■ **选文**
P8417 [THUPC2022 决赛] 高性能计算导论集群登录密码复杂性策略

· · 题解

简单题,咋没人写题解。

不难得到一个暴力 DP 形如 f(n,c,l_1,l_2,l_3,0/1,0/1),即已经填了 n 位,最后一位为 c,结尾相等、上升、下降的长度为 l_{1..3},是否已经选出了字母,是否已经选出了数字的方案数。这个 DP 太炸裂了,不过我们再观察一下:l_{1..3} 至多有一个不是 1c 为大写字母和小写字母的状态是等价的,最后两个 0/1 实际上只需要记一个代表是否存在一个位置左侧和右侧分别为字母和数字。所以状态数瞬间就少了很多,只有几千种了,可以暴力 DP 前 10^3 项。l,r 很大,看起来就很线性递推,所以记录 s(n) 代表长度 \le n 的密码种类数,然后直接把它丢进 BM 一看发现递推式长度只有几百。那就做完了。

■ **练习任务**
1. 请根据该题解，逐一列出暴力 DP 状态 f(n,c,l_1,l_2,l_3,0/1,0/1) 中各维所表示的含义。
2. 依据该题解，暴力 DP 的状态数为何能够大幅减少？
下列记录取自另一来源。

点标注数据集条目
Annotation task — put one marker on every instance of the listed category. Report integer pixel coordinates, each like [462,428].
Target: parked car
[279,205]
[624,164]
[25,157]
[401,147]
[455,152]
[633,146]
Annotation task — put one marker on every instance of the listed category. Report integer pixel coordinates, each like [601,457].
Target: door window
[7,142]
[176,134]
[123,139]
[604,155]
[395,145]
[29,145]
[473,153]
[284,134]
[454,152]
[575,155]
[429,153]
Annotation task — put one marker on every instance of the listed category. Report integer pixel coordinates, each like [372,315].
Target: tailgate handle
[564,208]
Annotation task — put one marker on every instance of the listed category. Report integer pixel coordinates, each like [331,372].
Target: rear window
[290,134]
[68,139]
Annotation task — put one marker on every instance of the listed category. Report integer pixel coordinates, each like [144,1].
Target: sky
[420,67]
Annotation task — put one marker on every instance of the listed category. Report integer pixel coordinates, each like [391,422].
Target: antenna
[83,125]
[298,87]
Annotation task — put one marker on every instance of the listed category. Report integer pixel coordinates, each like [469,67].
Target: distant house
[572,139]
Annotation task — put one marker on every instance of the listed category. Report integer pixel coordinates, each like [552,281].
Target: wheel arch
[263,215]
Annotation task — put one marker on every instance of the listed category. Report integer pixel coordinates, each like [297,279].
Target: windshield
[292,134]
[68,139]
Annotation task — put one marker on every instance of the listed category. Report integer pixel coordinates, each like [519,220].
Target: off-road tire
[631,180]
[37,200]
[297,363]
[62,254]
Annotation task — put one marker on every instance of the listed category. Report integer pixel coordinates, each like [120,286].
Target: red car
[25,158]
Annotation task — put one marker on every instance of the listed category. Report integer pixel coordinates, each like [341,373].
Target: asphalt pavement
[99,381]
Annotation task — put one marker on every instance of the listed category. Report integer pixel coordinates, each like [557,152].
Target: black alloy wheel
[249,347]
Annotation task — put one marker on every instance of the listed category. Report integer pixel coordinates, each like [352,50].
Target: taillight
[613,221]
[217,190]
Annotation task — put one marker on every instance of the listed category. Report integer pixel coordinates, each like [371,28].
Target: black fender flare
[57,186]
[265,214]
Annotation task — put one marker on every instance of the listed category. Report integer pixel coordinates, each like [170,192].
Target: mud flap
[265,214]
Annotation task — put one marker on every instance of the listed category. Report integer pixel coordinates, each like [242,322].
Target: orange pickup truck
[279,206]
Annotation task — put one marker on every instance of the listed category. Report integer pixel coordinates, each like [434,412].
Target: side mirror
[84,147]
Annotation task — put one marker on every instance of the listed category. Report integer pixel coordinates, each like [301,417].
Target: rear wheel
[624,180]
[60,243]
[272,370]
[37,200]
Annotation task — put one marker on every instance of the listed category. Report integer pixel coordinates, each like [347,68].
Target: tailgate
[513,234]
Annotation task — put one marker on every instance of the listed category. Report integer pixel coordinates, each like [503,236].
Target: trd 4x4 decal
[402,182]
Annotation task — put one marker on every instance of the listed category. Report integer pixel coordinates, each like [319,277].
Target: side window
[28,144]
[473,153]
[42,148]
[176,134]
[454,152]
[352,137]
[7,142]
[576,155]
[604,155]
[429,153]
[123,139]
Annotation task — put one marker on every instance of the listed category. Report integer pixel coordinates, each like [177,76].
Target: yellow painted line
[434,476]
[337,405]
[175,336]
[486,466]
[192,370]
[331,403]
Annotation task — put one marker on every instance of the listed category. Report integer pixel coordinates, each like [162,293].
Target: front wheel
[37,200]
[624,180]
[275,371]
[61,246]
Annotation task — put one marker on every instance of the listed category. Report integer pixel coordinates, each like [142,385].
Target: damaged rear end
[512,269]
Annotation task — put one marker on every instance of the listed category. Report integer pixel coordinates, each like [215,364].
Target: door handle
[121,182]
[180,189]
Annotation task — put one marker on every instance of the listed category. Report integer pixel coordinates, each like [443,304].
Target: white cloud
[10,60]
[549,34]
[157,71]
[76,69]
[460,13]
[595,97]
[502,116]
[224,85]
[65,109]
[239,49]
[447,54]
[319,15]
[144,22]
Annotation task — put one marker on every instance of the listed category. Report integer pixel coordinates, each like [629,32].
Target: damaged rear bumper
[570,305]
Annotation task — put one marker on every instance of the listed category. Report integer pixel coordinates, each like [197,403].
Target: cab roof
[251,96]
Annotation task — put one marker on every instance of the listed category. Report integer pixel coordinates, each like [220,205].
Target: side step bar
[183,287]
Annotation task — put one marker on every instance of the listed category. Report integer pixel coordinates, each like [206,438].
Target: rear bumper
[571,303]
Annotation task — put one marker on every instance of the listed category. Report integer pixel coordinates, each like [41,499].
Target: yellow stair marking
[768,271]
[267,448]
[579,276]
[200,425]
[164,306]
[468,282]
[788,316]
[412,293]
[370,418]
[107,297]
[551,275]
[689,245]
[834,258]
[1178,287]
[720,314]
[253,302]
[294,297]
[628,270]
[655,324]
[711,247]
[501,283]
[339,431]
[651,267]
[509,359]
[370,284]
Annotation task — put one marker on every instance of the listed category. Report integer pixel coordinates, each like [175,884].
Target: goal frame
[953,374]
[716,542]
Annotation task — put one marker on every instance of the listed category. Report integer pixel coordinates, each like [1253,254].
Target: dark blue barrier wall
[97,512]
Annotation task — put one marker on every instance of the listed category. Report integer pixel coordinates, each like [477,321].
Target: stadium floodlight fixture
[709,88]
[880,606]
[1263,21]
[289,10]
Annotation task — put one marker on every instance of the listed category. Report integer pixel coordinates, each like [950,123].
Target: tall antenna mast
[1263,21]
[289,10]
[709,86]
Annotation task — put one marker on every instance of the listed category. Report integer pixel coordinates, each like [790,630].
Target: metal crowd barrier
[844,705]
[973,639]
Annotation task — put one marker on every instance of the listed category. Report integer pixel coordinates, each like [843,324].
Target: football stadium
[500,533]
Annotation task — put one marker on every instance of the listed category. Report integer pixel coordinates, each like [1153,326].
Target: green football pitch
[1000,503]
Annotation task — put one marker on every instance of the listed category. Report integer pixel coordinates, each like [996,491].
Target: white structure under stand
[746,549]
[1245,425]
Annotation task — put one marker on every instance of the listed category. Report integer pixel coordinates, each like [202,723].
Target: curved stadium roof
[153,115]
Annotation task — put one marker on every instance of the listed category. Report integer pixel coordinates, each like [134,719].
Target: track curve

■ **问题解答**
1.
- n：已经填了的位数
- c：最后一位
- l_1：结尾相等的长度
- l_2：结尾上升的长度
- l_3：结尾下降的长度
- 第一个 0/1：是否已经选出了字母
- 第二个 0/1：是否已经选出了数字

2. 因为 l_{1..3} 至多有一个不是 1，且 c 为大写字母和小写字母的状态等价。此外，最后两个 0/1 实际上只需记一个，代表是否存在一个位置，其左侧和右侧分别为字母和数字。由此状态只剩几千种。